## Start Document
No doubt a few hours later today going through it slowly will yield the usual long list which the budget will not afford but I will order anyway. But I'll cogitate on it then. 

Impressive catalog, overall.


----------



## U-boat (Oct 27, 2015)

How many banks can I rob before getting caught? B&O fans should be in heaven, definitely, a 0-4-0 LC+ B&O and maybe the 0-8-0 (BTO) B&O as well. I even like the Batman phantom set.
The Lionel catalogs are deserving of several wows!


----------



## seayakbill (Jan 16, 2016)

Yep, a lot of neat and expensive stuff. I sure don't need anymore locos but will probably pop for the AT&SF vision reefers to tag along with last years PFE vision reefers.

Bill


----------



## Ricky Tanner (Sep 19, 2015)

There's a lot of offerings to ponder in the Signature catalog.Nothing a must have for me.The new Reading T1 is nice as well as all those 21" passenger cars. I was hoping for 21" in MOPAC to go with the Legacy PA's but eventually someone will. Well done. 

The RTR catalog is so huge with a dizzying array of bright,colorful fantasy items. It's hard for me to look through it with a straight face. It's so full of nods to today's pop culture and licensed items that I had to stop and make sure I had not wandered into Hallmark's or Danbury mint's website by accident.

I am concerned that Lionel is trying to be everything to everyone,there's a plethora of cheap,plastic,gimmicky items - most of which are items that "traditional Lionel customers" are not interested in.This is what sunk K-Line,time will tell what happens. Those "Imagineering and battery powered G gauge trains" only cheapen the Lionel brand. Some of the O27 sets are pretty goofy.


----------



## Norton (Nov 5, 2015)

Hardly any NYC so not much jumped out at me. I did pause at the PS4 Flats with 40' trailers. Hard to read prices on my iPad but were they actually listed at $209.95? 
That will get you three Weavers from Beth.

edit: Now that I can read the price its "only" $109.95. Still not cheap. The Weaver TOFCs were one of the items Lionel acquired from Weaver. It appears they are only using their trailers and not their flats. Lionel PS-4s are the best of the 3 rail cars so maybe the price is a bit more reasonable.

Pete


----------



## josef (Jun 20, 2015)

I showed the wife what I would like. She said how much and how long I would enjoy eating Pork & Beans and cornbread?
## End Document
Instructions
A - In the Lionel catalog thread, rewrite the paragraph that begins "I am concerned that Lionel" as a short bulleted list that keeps its main points.
B - Copy the part of the Lionel catalog thread starting with "## Ricky Tanner" and going on through "website by accident.".
## Start Listed entries
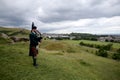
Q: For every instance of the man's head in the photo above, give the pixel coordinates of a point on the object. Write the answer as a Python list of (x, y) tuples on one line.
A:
[(34, 27)]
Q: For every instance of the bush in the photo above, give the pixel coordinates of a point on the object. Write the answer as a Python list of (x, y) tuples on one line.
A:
[(102, 52)]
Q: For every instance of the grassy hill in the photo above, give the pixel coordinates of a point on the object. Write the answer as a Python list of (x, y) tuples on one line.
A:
[(58, 60)]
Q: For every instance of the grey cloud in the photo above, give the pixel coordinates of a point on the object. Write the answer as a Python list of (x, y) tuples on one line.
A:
[(76, 10)]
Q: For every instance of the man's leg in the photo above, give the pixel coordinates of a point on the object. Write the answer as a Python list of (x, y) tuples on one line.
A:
[(34, 60)]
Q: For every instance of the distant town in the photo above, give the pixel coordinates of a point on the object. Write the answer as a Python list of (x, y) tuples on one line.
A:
[(85, 36)]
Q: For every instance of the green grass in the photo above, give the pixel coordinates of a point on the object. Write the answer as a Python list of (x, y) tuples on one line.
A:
[(115, 45), (15, 64)]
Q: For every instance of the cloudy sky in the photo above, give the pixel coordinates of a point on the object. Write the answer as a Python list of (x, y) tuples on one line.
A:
[(62, 16)]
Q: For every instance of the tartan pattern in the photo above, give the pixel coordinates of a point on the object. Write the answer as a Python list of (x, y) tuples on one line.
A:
[(33, 51)]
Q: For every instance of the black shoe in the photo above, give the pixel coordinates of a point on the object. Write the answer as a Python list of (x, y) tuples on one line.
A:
[(35, 65)]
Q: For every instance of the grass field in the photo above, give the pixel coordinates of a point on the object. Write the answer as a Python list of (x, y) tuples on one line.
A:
[(67, 61)]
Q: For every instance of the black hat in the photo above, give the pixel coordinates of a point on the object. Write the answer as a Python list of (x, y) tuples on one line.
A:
[(34, 27)]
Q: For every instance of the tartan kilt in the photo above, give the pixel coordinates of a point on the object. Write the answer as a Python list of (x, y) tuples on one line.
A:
[(33, 51)]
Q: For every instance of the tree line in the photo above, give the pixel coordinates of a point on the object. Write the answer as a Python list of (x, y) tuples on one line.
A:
[(103, 50)]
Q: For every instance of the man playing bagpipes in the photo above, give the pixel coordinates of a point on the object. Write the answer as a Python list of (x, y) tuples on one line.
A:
[(35, 39)]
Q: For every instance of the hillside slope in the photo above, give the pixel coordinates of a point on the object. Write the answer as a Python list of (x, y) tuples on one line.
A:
[(55, 64)]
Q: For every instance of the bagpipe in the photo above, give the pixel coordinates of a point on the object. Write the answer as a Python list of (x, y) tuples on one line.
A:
[(39, 35)]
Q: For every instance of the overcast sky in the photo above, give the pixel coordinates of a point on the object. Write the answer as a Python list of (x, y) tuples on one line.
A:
[(62, 16)]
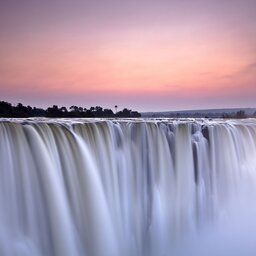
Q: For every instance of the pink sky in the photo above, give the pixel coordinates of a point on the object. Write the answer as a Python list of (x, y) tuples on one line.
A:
[(146, 55)]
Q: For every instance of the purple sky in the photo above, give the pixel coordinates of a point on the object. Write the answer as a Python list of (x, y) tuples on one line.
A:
[(144, 55)]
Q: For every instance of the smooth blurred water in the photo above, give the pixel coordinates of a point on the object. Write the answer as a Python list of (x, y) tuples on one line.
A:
[(127, 187)]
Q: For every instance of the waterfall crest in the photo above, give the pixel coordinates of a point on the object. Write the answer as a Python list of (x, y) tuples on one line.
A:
[(128, 187)]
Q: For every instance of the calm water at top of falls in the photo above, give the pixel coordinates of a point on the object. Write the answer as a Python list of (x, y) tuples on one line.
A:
[(131, 187)]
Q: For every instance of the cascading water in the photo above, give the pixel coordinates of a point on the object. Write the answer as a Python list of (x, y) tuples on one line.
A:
[(127, 187)]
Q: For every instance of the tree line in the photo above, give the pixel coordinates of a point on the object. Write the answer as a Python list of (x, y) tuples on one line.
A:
[(19, 110)]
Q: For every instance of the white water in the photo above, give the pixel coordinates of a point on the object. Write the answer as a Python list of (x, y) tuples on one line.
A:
[(128, 187)]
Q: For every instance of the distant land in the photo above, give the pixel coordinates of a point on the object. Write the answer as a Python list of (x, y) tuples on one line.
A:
[(205, 113)]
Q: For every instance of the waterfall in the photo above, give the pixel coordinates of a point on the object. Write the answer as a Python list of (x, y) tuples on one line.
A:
[(127, 187)]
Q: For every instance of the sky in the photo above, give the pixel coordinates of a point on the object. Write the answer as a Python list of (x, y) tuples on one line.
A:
[(144, 55)]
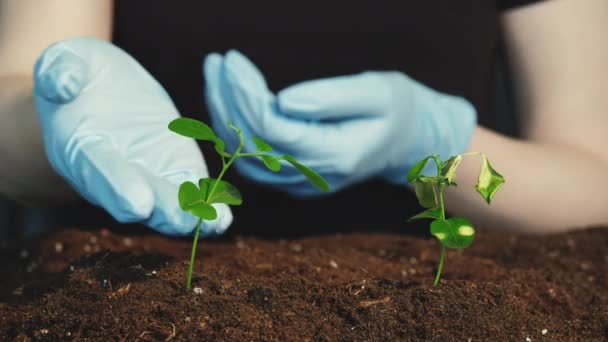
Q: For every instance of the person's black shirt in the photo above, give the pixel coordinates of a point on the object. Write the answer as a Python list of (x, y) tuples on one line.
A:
[(445, 44)]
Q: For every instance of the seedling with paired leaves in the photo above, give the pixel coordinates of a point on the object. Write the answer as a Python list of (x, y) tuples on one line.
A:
[(198, 200), (455, 232)]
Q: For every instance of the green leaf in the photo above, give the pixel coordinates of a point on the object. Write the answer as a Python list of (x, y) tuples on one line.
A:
[(191, 201), (489, 180), (272, 163), (195, 129), (425, 192), (224, 192), (192, 129), (431, 213), (416, 170), (236, 129), (448, 170), (261, 145), (311, 175), (456, 232)]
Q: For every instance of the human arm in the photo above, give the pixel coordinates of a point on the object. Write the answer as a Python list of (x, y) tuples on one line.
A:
[(103, 119), (556, 173), (26, 28)]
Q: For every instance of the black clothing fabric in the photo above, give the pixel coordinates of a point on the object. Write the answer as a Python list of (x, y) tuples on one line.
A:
[(448, 45), (509, 4)]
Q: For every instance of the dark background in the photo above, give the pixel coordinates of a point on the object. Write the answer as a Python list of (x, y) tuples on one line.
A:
[(454, 47)]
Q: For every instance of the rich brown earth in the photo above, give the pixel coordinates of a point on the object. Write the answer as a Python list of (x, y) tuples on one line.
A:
[(101, 285)]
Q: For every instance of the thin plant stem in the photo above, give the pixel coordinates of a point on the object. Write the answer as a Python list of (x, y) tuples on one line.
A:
[(193, 253), (438, 275), (225, 167)]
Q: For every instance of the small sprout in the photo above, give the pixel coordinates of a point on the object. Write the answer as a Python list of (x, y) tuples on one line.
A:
[(198, 199), (455, 232)]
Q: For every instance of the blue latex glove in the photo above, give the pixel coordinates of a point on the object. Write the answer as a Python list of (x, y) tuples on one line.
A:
[(347, 128), (104, 120)]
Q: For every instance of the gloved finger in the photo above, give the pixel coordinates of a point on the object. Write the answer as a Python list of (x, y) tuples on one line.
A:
[(336, 98), (59, 75), (168, 218), (104, 177), (252, 103)]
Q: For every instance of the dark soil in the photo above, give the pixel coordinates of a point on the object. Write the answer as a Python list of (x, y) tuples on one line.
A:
[(102, 285)]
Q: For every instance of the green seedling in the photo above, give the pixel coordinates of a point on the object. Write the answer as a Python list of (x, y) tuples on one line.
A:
[(455, 232), (198, 200)]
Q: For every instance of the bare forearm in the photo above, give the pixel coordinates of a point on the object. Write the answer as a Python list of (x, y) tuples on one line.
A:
[(549, 188), (25, 174)]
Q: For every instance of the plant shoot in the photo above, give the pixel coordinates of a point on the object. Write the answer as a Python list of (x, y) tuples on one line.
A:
[(198, 199), (455, 232)]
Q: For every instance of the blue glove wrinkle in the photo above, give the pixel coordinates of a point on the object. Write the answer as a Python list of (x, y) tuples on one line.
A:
[(110, 139), (61, 75)]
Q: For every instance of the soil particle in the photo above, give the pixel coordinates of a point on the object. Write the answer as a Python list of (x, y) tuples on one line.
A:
[(251, 289)]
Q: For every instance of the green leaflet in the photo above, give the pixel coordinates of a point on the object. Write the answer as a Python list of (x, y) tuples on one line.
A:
[(195, 129), (431, 213), (489, 180), (448, 170), (425, 192), (312, 176), (191, 200), (272, 163), (455, 232), (224, 192), (261, 145)]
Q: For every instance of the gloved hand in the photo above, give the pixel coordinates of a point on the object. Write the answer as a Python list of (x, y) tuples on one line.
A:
[(347, 128), (104, 122)]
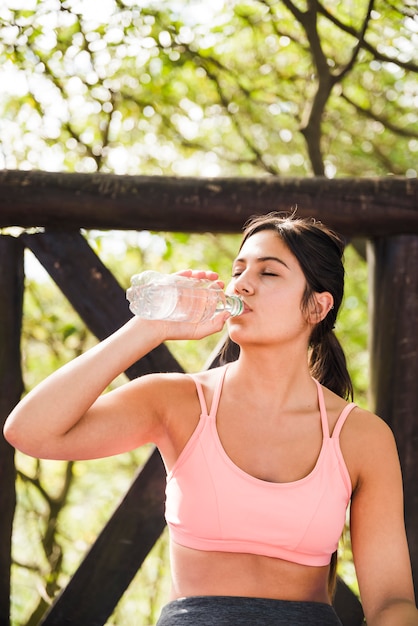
## End Listed entries
Set of answers
A -
- Concern that Lionel is trying to be everything to everyone
- Many cheap, plastic, gimmicky items, mostly ones "traditional Lionel customers" are not interested in
- The same approach sank K-Line; time will tell what happens
- The "Imagineering and battery powered G gauge trains" only cheapen the Lionel brand
- Some of the O27 sets are pretty goofy

B -
## Ricky Tanner (Sep 19, 2015)

There's a lot of offerings to ponder in the Signature catalog.Nothing a must have for me.The new Reading T1 is nice as well as all those 21" passenger cars. I was hoping for 21" in MOPAC to go with the Legacy PA's but eventually someone will. Well done. 

The RTR catalog is so huge with a dizzying array of bright,colorful fantasy items. It's hard for me to look through it with a straight face. It's so full of nods to today's pop culture and licensed items that I had to stop and make sure I had not wandered into Hallmark's or Danbury mint's website by accident.